• _Selected text_
###

I'm not sure where you live (but I have reason to suspect it's in Canada), but contact a local gun shop or shooting range and they will usualy be able to tell you where you can go for a nice "Introduction to Shooting" type class ... usualy an NRA safety class. or some place like this --> http://www.lethalweaponstraining.com/


here's a simple image I found to explain "sight picture"
http://www.homestead.com/sdcml/files/sight.jpg

I'll go look for more pics.

shadowkil
7th Mar 2002, 08:30 PM
Yeah, I meant to do a somewhat more brief summary, but it sorta turned into a brain dump ;) I definitely agree with Zundfoldge - if you are interested in the shooting sports (or self defense or hunting), go find a local range, club, shop, friendly neighbourhood gun nut, etc, and learn how, then practice a lot ;) With that, seeing as how it's too late for me to go to the range tonight, I'm going to work on a little dry fire now :D

Snake13
7th Mar 2002, 09:13 PM
cool this might help my air rifle shooting a bit

shadowkil
7th Mar 2002, 10:08 PM
Surely. The same principles are used in air rifle. If you need help with a sling, take a look at some of the army field manuals - i'm sure there's a standard rifle marksmanship manual that covers it, it's also in the sniper manual. you can practice the same principles without the sling, but the sling helps a hell of a lot - i believe i've heard something like a 30% improvement in accuracy? also i forgot to mention earlier that you do not use a sling in offhand, just sitting and prone.

###

• _Given information_
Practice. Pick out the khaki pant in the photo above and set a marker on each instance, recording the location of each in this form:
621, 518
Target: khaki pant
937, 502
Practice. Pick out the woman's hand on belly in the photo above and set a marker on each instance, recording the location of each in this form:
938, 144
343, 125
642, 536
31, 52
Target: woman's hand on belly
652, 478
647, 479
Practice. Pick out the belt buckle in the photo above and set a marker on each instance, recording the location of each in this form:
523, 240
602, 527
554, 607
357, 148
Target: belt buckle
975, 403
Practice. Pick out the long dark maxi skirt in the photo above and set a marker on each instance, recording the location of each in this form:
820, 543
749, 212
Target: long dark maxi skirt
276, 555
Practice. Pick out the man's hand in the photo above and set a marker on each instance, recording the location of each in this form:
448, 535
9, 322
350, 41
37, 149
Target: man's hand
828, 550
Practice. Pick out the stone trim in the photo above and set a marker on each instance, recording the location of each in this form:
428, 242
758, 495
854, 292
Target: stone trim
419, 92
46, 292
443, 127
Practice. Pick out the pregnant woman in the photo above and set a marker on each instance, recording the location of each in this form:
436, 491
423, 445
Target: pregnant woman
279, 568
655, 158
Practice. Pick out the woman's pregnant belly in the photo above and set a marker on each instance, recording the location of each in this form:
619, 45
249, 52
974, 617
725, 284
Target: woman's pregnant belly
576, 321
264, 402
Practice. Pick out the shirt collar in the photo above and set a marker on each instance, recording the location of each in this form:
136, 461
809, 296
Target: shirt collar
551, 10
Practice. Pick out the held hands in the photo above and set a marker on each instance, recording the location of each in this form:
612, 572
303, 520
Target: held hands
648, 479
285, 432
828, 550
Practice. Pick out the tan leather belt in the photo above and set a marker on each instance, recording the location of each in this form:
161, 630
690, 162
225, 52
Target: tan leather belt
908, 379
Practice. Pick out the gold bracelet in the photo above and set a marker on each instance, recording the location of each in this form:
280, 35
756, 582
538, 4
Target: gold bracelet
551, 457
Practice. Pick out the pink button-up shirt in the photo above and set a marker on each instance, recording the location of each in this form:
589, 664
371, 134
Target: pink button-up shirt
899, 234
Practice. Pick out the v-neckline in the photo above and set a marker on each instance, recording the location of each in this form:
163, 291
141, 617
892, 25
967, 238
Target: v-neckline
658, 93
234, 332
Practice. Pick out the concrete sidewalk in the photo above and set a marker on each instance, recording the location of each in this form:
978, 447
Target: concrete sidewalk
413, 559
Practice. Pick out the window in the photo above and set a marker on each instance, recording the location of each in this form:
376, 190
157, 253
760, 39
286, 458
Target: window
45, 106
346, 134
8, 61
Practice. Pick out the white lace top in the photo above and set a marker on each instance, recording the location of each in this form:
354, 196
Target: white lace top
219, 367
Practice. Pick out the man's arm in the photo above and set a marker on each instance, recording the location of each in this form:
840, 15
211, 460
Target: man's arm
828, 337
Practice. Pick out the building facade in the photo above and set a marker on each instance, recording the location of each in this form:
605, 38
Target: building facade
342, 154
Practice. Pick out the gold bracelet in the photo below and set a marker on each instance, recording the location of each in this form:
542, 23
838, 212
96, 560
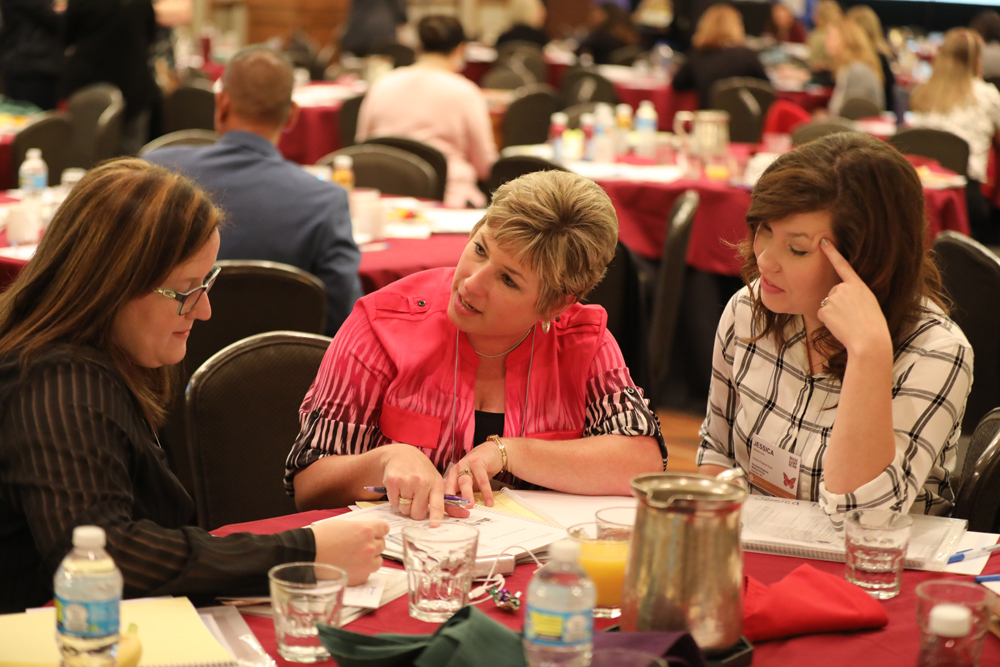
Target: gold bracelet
503, 452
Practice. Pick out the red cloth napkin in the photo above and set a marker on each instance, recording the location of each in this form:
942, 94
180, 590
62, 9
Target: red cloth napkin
807, 601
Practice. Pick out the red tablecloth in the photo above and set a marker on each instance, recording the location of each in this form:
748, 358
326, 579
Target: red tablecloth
896, 644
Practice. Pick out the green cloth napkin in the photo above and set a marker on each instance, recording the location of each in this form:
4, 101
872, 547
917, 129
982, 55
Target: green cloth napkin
470, 638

###

• _Written problem 1_
From the shooting forum thread, copy the passage from "I'm not sure" up to and including "for more pics.".
• _Written problem 2_
In the shooting forum thread, which positions is a sling used in?

• _Problem solution 1_
I'm not sure where you live (but I have reason to suspect it's in Canada), but contact a local gun shop or shooting range and they will usualy be able to tell you where you can go for a nice "Introduction to Shooting" type class ... usualy an NRA safety class. or some place like this --> http://www.lethalweaponstraining.com/


here's a simple image I found to explain "sight picture"
http://www.homestead.com/sdcml/files/sight.jpg

I'll go look for more pics.

• _Problem solution 2_
Sitting and prone, not offhand.